**Dataset entries**
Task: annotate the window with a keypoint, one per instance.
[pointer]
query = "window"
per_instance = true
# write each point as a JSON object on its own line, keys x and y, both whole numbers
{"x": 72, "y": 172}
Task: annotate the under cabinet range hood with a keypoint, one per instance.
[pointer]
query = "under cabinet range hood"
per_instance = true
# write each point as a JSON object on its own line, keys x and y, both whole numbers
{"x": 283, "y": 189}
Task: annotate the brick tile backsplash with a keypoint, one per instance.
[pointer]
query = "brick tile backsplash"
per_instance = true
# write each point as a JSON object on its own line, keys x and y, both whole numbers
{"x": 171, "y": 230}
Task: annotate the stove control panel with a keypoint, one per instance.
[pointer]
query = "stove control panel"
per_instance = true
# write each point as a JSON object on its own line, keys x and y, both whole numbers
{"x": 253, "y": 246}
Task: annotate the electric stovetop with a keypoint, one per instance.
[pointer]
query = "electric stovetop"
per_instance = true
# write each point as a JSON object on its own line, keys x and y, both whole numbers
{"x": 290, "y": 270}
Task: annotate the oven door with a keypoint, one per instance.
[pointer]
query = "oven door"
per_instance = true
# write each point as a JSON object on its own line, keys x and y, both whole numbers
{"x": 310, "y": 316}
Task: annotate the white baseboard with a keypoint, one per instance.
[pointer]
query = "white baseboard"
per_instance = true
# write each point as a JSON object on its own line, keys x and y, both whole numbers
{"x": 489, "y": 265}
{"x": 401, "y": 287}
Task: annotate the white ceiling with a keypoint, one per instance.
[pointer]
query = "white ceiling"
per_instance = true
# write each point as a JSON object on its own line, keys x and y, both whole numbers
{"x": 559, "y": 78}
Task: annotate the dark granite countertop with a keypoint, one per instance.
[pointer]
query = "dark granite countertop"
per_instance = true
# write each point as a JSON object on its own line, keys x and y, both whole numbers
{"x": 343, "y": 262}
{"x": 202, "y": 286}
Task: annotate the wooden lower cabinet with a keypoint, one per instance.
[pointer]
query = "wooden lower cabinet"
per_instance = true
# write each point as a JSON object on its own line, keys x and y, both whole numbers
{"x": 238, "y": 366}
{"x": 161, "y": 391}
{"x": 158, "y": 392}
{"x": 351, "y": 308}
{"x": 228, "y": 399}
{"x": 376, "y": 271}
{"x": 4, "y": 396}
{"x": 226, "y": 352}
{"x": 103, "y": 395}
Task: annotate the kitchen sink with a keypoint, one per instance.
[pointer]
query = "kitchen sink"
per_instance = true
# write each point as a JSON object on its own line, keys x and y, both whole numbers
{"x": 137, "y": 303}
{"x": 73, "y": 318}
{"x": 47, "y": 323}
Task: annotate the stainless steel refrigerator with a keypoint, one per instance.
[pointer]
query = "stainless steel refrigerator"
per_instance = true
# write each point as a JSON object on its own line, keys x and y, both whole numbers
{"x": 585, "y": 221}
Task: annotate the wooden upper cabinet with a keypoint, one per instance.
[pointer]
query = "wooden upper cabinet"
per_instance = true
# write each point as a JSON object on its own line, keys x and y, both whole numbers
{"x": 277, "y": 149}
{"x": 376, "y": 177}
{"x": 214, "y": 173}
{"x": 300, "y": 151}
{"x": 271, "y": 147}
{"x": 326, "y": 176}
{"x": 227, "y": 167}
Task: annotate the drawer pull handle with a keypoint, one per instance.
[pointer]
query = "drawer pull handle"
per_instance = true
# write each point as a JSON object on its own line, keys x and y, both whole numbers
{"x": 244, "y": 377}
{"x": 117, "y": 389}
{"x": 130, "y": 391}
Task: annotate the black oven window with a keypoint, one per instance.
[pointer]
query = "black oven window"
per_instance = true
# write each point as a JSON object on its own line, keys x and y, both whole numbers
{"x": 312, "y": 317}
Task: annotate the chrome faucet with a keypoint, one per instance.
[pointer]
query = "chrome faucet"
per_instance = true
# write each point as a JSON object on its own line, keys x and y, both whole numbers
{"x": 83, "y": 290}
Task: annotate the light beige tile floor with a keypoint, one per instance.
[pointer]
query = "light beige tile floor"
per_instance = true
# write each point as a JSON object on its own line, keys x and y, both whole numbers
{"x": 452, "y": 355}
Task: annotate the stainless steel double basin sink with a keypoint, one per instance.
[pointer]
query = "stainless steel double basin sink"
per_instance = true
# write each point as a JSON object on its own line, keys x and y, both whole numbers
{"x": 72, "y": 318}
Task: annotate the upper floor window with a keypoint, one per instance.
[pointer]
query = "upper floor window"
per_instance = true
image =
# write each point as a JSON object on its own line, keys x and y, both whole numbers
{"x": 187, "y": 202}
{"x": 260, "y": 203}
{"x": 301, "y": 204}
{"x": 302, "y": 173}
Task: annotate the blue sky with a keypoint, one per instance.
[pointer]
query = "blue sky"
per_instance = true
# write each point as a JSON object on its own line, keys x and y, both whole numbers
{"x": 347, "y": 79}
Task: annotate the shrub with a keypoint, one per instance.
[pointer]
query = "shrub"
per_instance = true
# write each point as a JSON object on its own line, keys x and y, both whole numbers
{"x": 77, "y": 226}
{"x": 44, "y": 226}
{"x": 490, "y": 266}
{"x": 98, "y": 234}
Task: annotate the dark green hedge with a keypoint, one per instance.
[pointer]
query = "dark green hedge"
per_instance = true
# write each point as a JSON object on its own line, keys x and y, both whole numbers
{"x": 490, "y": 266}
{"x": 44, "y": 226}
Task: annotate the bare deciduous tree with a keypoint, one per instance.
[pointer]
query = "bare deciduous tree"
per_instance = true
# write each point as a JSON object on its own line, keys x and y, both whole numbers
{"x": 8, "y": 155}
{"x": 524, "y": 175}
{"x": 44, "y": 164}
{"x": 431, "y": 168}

**What is being asked**
Copy all of the material above word for word, line by line.

**Solved exercise**
Task: annotate the window with a keypoint, one per instance.
[pointer]
query = "window"
per_instance = true
# write each point as a JSON object on its own line, keys x and y, both whole numbers
{"x": 72, "y": 172}
Task: annotate the under cabinet range hood with a keypoint, one per instance.
[pointer]
query = "under cabinet range hood"
per_instance = true
# write each point as a JSON object on its own line, keys x and y, both whole numbers
{"x": 283, "y": 189}
Task: annotate the brick tile backsplash with a keypoint, one per instance.
[pointer]
query = "brick tile backsplash"
per_instance = true
# write each point as a JSON object on its own line, keys x and y, both whole numbers
{"x": 171, "y": 230}
Task: annotate the stove control panel with a keypoint, one per instance.
[pointer]
query = "stove control panel"
per_instance = true
# write each point as a JSON object on its own line, keys x and y, both whole numbers
{"x": 253, "y": 246}
Task: annotate the electric stovetop with a keypoint, one per instance.
[pointer]
query = "electric stovetop"
per_instance = true
# write each point as a JSON object on its own line, keys x and y, both whole numbers
{"x": 290, "y": 270}
Task: annotate the oven door with a keypoint, one per instance.
[pointer]
query = "oven door"
per_instance = true
# write each point as a JSON object on its own line, keys x and y, both whole numbers
{"x": 310, "y": 316}
Task: annotate the white baseboard with a keypoint, one per instance.
[pointer]
query = "white baseboard"
per_instance = true
# write each point as a JSON object on its own line, keys x and y, both whole numbers
{"x": 489, "y": 265}
{"x": 401, "y": 287}
Task: annotate the white ceiling with a keypoint, one per instance.
[pointer]
query = "white ceiling"
per_instance = true
# write each point as a JSON object on its own line, keys x and y, both whole numbers
{"x": 559, "y": 78}
Task: annotate the dark granite countertop with a keypoint, one per instance.
[pointer]
query = "dark granite countertop"
per_instance = true
# write each point as a JSON object on its own line, keys x and y, both whole numbers
{"x": 343, "y": 262}
{"x": 202, "y": 286}
Task: annotate the wooden lower cabinet with a keypoint, one per instance.
[pointer]
query = "wooden lower cabinet"
per_instance = true
# write each point as a JSON object on its own line, keys x and y, both whole numbers
{"x": 238, "y": 366}
{"x": 161, "y": 391}
{"x": 158, "y": 392}
{"x": 351, "y": 308}
{"x": 228, "y": 399}
{"x": 376, "y": 271}
{"x": 4, "y": 396}
{"x": 226, "y": 352}
{"x": 103, "y": 395}
Task: annotate the kitchen sink with a keypoint, one per instance.
[pointer]
query = "kitchen sink"
per_instance = true
# write each point as a JSON object on its own line, keys x and y, both whole numbers
{"x": 137, "y": 303}
{"x": 73, "y": 318}
{"x": 47, "y": 323}
Task: annotate the stainless steel refrigerator with a keypoint, one per instance.
[pointer]
query = "stainless steel refrigerator"
per_instance = true
# write each point as a JSON object on its own line, keys x and y, both whole numbers
{"x": 585, "y": 221}
Task: annotate the wooden upper cabinet with a keypoint, one per instance.
[pointer]
query = "wooden upper cabinet"
per_instance = true
# write each point as a JSON object on its own line, keys x and y, both whole numbers
{"x": 277, "y": 149}
{"x": 376, "y": 177}
{"x": 214, "y": 173}
{"x": 300, "y": 151}
{"x": 271, "y": 147}
{"x": 326, "y": 176}
{"x": 227, "y": 167}
Task: annotate the drawer pull handle with a keypoint, one per instance.
[pointer]
query = "drawer pull handle"
per_instance = true
# write each point as a JSON object on its own line, keys x and y, both whole numbers
{"x": 244, "y": 377}
{"x": 117, "y": 389}
{"x": 130, "y": 391}
Task: annotate the black oven window with a keypoint, one per instance.
[pointer]
query = "black oven window"
per_instance = true
# write each point as a JSON object on its own line, keys x and y, both whole numbers
{"x": 312, "y": 317}
Task: annotate the chrome faucet with a keypoint, one per instance.
[pointer]
query = "chrome faucet"
per_instance = true
# write each point as a JSON object on its own line, keys x and y, both whole numbers
{"x": 83, "y": 290}
Task: annotate the light beige tile floor with a keypoint, one per instance.
[pointer]
query = "light beige tile floor"
per_instance = true
# write each point as a JSON object on its own line, keys x and y, both whole numbers
{"x": 452, "y": 355}
Task: annotate the stainless steel double basin sink with a keypoint, one per instance.
[pointer]
query = "stainless steel double basin sink"
per_instance = true
# write each point as a JSON object on its own line, keys x and y, both whole numbers
{"x": 72, "y": 318}
Task: annotate the upper floor window with a keypoint, one per instance.
[pointer]
query = "upper floor window"
per_instance = true
image =
# write each point as a JSON object on its own line, keys x and y, both whole numbers
{"x": 187, "y": 202}
{"x": 260, "y": 203}
{"x": 301, "y": 204}
{"x": 302, "y": 173}
Task: annotate the blue sky with a keypoint, one per instance.
[pointer]
query = "blue sky"
per_instance = true
# write each point as a JSON object on its own line, keys x and y, both whole numbers
{"x": 347, "y": 79}
Task: annotate the shrub with a keypoint, one per instance.
[pointer]
query = "shrub"
per_instance = true
# write each point as a JSON object on its own line, keys x and y, both whole numbers
{"x": 77, "y": 226}
{"x": 44, "y": 226}
{"x": 490, "y": 266}
{"x": 98, "y": 234}
Task: annotate the dark green hedge with a keypoint, one per instance.
[pointer]
query = "dark green hedge"
per_instance = true
# write each point as a JSON object on its own line, keys x and y, both whole numbers
{"x": 490, "y": 266}
{"x": 44, "y": 226}
Task: annotate the bare deciduous tree with a keypoint, one per instance.
[pointer]
query = "bare deciduous tree"
per_instance = true
# write each point as a JSON object on its own line, keys x and y, both whole numbers
{"x": 8, "y": 155}
{"x": 524, "y": 175}
{"x": 44, "y": 164}
{"x": 431, "y": 168}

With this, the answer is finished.